[Natural language region descriptions]
● ● ● ● ●

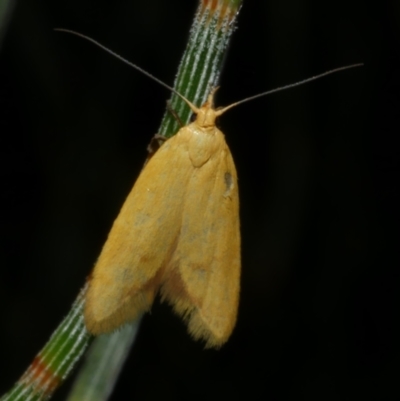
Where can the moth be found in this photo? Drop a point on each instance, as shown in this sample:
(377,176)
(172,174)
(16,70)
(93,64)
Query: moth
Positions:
(177,233)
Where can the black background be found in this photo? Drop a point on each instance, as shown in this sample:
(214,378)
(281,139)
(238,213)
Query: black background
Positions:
(318,173)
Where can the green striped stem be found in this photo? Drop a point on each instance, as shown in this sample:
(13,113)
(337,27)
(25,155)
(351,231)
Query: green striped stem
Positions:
(198,72)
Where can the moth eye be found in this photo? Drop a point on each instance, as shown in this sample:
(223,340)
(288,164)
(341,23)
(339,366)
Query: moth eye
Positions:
(228,183)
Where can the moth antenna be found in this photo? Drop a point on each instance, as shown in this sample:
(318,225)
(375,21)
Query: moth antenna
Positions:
(136,67)
(304,81)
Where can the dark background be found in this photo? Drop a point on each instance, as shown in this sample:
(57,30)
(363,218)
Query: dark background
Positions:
(318,172)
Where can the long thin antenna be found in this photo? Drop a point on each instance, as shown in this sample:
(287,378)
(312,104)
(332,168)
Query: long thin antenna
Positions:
(192,106)
(304,81)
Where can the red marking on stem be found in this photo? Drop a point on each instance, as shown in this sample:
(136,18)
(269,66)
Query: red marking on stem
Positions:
(223,8)
(40,377)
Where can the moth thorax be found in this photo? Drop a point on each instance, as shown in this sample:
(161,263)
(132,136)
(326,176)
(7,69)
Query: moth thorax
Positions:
(206,117)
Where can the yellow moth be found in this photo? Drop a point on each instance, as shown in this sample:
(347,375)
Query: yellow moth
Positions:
(177,234)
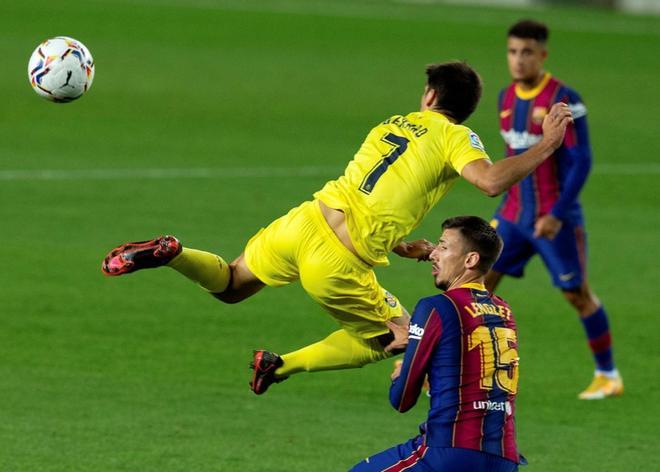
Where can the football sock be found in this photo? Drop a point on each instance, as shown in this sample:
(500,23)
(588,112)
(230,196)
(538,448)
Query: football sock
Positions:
(211,272)
(597,329)
(340,350)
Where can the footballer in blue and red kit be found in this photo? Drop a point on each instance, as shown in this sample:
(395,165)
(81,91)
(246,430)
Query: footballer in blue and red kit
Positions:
(542,213)
(465,341)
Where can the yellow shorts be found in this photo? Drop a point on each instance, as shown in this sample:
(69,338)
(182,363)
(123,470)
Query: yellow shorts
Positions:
(301,245)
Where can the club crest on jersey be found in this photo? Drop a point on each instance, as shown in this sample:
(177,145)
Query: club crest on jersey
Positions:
(415,332)
(390,299)
(475,141)
(538,113)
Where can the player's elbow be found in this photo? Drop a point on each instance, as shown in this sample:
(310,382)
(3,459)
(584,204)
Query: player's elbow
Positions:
(491,188)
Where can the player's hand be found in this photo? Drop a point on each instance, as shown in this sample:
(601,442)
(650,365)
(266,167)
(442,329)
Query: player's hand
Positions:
(555,123)
(548,226)
(420,249)
(397,370)
(400,333)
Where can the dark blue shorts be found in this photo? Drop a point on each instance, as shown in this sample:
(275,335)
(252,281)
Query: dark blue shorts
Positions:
(565,256)
(414,455)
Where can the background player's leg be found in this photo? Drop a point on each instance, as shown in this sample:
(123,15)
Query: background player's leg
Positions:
(340,350)
(565,258)
(596,326)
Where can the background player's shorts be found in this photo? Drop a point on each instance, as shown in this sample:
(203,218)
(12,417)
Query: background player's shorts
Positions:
(301,245)
(414,455)
(564,256)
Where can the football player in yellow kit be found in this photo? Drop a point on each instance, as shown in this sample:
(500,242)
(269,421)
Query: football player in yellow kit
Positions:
(331,243)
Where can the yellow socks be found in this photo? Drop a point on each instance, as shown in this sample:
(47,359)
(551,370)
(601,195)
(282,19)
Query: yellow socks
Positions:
(340,350)
(211,272)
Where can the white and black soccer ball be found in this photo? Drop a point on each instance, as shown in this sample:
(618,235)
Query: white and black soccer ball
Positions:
(61,69)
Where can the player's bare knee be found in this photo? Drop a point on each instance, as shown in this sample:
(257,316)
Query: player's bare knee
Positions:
(582,300)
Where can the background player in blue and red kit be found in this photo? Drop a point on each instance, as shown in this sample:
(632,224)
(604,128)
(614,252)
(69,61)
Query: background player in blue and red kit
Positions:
(465,340)
(542,213)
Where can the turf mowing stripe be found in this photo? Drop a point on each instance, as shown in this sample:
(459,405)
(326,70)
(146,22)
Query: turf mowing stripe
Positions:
(634,169)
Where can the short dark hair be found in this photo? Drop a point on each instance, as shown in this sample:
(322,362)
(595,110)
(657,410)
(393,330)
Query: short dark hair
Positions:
(458,87)
(479,237)
(530,29)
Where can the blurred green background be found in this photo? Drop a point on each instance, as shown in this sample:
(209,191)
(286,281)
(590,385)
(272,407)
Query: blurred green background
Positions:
(208,119)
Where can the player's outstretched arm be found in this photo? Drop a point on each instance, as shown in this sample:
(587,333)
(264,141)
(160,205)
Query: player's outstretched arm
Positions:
(493,179)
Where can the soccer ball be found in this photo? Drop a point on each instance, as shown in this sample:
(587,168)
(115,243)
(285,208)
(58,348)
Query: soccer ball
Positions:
(61,69)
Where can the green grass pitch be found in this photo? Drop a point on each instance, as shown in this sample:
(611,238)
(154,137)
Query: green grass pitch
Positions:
(145,373)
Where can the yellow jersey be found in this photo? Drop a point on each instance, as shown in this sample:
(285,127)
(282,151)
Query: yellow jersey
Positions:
(404,166)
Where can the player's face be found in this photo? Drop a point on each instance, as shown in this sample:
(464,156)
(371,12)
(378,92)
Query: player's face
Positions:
(448,258)
(525,57)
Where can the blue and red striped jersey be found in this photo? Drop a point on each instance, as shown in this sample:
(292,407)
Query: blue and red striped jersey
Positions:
(554,187)
(465,341)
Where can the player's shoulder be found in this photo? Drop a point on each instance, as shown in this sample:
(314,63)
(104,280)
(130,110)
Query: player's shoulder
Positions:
(433,302)
(499,300)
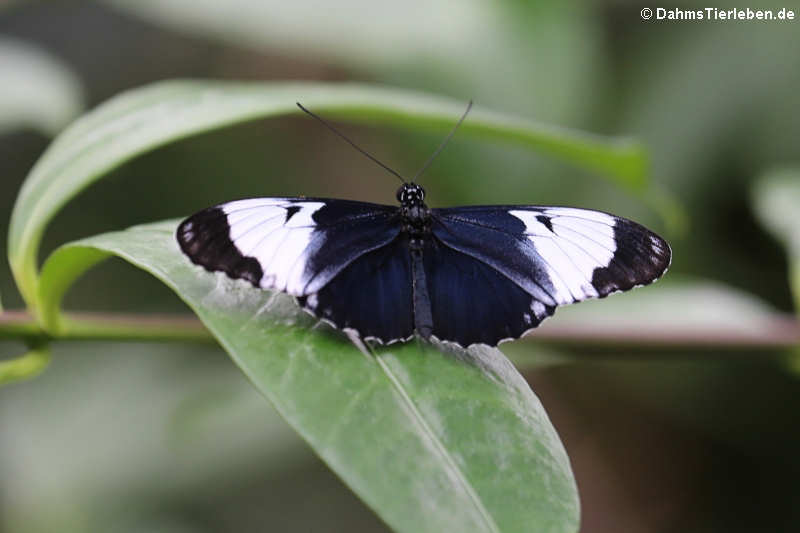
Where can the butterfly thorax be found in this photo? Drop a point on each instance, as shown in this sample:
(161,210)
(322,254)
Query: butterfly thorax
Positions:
(416,215)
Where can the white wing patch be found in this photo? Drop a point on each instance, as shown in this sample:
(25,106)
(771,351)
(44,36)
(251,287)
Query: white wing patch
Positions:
(572,247)
(259,228)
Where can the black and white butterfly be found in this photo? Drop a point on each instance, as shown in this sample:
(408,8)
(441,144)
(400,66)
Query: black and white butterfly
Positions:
(473,274)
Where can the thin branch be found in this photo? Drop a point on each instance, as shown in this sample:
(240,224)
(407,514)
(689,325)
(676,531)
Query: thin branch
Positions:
(781,332)
(107,326)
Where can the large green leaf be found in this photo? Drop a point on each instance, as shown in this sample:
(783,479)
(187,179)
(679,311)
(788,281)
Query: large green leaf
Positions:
(776,200)
(431,440)
(143,119)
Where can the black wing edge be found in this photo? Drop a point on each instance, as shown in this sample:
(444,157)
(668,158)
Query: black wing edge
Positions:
(641,258)
(205,238)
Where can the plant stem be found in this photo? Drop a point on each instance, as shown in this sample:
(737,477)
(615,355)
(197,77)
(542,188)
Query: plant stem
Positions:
(782,332)
(107,326)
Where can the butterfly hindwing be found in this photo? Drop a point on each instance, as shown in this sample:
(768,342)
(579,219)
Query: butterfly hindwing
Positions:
(296,245)
(482,274)
(559,255)
(372,295)
(471,302)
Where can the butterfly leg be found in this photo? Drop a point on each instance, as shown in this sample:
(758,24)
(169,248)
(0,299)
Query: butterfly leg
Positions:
(423,317)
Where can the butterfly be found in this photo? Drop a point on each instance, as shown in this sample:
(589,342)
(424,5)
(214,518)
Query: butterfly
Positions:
(467,275)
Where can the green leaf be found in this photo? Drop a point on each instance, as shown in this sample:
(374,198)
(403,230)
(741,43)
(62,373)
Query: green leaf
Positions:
(776,201)
(431,441)
(26,366)
(146,118)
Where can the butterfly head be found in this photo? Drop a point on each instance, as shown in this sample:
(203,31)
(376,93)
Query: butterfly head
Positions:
(411,195)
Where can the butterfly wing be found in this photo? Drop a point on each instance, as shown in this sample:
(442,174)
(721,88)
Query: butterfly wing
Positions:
(372,295)
(554,255)
(296,245)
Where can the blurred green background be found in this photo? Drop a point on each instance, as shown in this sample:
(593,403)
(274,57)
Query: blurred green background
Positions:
(170,438)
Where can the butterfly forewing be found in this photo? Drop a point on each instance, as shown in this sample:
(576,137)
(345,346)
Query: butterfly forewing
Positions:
(479,274)
(559,255)
(296,245)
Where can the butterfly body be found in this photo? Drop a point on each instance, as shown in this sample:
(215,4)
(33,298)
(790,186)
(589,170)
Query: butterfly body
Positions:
(475,274)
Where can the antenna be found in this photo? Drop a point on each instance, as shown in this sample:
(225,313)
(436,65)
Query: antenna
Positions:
(351,143)
(444,142)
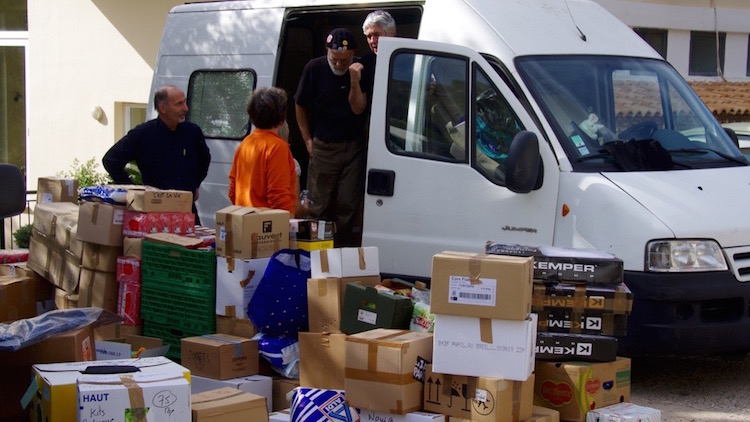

● ● ● ● ●

> What you need to do
Look above for the line with "Query: player's shoulder", then give again exactly every line from there through the line with "Where can the thin", skipping the pictures.

> Expected answer
Query: player's shoulder
Positions:
(433,302)
(499,300)
Where can the butterfly thorax be found in this photo? Drop a point on each instance, as shown in this sample:
(161,210)
(322,254)
Query: butterfly thorax
Positions:
(416,215)
Where can the white wing patch be found in this photo? Drop a point on each instance, as shown in this sample:
(25,106)
(771,351)
(44,36)
(251,287)
Query: white wing patch
Positions:
(572,247)
(259,228)
Where can the black and white butterfly be found in this photo? Drop a point on each instance, as shown in this sample:
(408,8)
(441,144)
(400,66)
Query: black and white butterfly
Positions:
(473,274)
Where can the thin branch be found in this photo? Drop a point on each instance, as shown in this sample:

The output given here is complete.